• **Problem description**: The pictures in the data below are to be omitted; all else must be duplicated exactly.

• **Task material**:
# # # # #

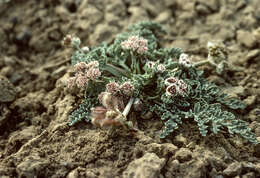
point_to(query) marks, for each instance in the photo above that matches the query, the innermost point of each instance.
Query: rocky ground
(35, 139)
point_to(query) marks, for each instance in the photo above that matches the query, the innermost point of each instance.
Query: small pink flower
(93, 73)
(93, 64)
(112, 88)
(171, 80)
(138, 105)
(182, 87)
(71, 82)
(127, 89)
(161, 68)
(171, 90)
(81, 80)
(135, 43)
(80, 67)
(185, 60)
(150, 64)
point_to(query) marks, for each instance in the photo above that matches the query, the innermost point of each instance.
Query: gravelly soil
(35, 139)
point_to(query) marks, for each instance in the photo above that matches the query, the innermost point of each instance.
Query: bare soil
(35, 139)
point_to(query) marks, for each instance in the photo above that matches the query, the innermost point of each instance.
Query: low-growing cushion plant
(135, 74)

# # # # #

• **Solution to the exercise**:
point_to(query) marks, for each instance in the photo above that matches the query, the innermost point of each instance.
Query: rocky ground
(35, 139)
point_to(query) marks, for each instance in the photo above that matches the query, the innermost point of each instance.
Query: small pink flower
(93, 73)
(93, 64)
(112, 88)
(171, 80)
(138, 105)
(182, 87)
(71, 82)
(127, 89)
(161, 68)
(171, 90)
(81, 80)
(135, 43)
(80, 67)
(185, 60)
(150, 64)
point_to(query) marks, for each instance in the photo above that matches the query, the innermost point of each instance.
Query: gravelly soil
(35, 139)
point_to(query) marks, for each instance in the photo above that matches the query, the innermost point of each instance.
Query: bare soil
(35, 139)
point_to(query) marks, for each instance in the photo above that matches the query, the innermost point of each instance.
Query: low-growing cushion plant
(135, 74)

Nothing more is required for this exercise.